━━━ Page extract

Stimwave Technologies Inc. v. Laura Tyler Perryman, C.A. No. 2019-1003-SG (Del. Ch. Nov. 17, 2020)

Under Court of Chancery Rule 41(a), a Delaware plaintiff may voluntarily dismiss its own complaint without prejudice, provided that (i) the defendant has not yet filed an answer; (ii) the defendant has not yet filed a motion for summary judgment; and (iii) the defendant has not filed a motion to dismiss which has been answered by the plaintiff. In accordance with the abovementioned standards, where a defendant (1) files a motion to dismiss, and (2) the plaintiff thereafter submits an answering brief in opposition to that motion, the plaintiff may no longer voluntarily dismiss the action while that motion is pending.

In Stimwave Technologies, the plaintiff Delaware corporation (“Plaintiff” or “the Company”), asserted aiding and abetting breach of fiduciary duty claims against several former employees (the “Pro Se Defendants”). Among other things, Plaintiff alleged that the former employees aided the Company’s former CEO in using corporate assets for her personal benefit. The Pro Se Defendants moved to dismiss themselves from the action, and Plaintiff responded by filing an Omnibus Answering Brief in opposition to those motions to dismiss. Sometime after the parties adopted these positions, Plaintiff apparently regretted its decision to bring the Pro Se Defendants into the dispute. Presumably for related reasons, the Pro Se Defendants, likewise, regretted filing their motions to dismiss themselves from the action. On November 6, 2020, the Pro Se Defendants therefore filed letters with the Court, stating that they “would prefer to have [the Court] hear this matter… [and] would like to withdraw [their] motion[s] to dismiss." Several hours later, Plaintiff submitted a motion for Voluntary Dismissal of the claims against the Pro Se Defendants. On November 9, 2020, the Pro Se Defendants attempted to file answers and counterclaims to the complaint.

━━━━━━
━━━ Provided records

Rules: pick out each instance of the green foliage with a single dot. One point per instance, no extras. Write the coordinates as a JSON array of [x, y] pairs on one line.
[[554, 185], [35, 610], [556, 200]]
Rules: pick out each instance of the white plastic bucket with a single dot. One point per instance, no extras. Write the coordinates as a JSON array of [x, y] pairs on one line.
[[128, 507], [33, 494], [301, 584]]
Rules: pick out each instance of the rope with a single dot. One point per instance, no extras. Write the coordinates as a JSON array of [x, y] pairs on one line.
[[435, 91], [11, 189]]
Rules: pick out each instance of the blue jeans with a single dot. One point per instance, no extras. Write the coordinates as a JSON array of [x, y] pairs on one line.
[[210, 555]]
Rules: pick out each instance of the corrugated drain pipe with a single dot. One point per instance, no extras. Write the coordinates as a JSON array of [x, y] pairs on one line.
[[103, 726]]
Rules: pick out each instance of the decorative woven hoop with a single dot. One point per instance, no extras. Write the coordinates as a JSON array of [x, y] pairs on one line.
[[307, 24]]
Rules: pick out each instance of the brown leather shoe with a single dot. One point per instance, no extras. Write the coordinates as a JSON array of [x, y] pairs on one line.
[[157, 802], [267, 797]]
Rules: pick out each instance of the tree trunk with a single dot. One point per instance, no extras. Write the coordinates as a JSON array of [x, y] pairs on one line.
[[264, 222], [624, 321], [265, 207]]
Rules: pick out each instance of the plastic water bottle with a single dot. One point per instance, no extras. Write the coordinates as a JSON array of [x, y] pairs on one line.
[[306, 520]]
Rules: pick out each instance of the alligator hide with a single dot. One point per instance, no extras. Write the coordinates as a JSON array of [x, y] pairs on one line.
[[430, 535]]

━━━━━━

What you will do:
1 > Update the case summary from "Under Court of" up to and including "motion is pending.", putting "respondent" in place of "defendant".
2 > Answer these questions from the case summary:
(a) Under which rule may a Delaware plaintiff voluntarily dismiss its own complaint without prejudice?
(b) What did Plaintiff file in opposition to the motions to dismiss?
(c) On what date did the Pro Se Defendants attempt to file answers and counterclaims?
The material above stands apart from the case summary.

Per-task answers:
1 >
Under Court of Chancery Rule 41(a), a Delaware plaintiff may voluntarily dismiss its own complaint without prejudice, provided that (i) the respondent has not yet filed an answer; (ii) the respondent has not yet filed a motion for summary judgment; and (iii) the respondent has not filed a motion to dismiss which has been answered by the plaintiff. In accordance with the abovementioned standards, where a respondent (1) files a motion to dismiss, and (2) the plaintiff thereafter submits an answering brief in opposition to that motion, the plaintiff may no longer voluntarily dismiss the action while that motion is pending.

2 >
(a) Court of Chancery Rule 41(a)
(b) An Omnibus Answering Brief
(c) November 9, 2020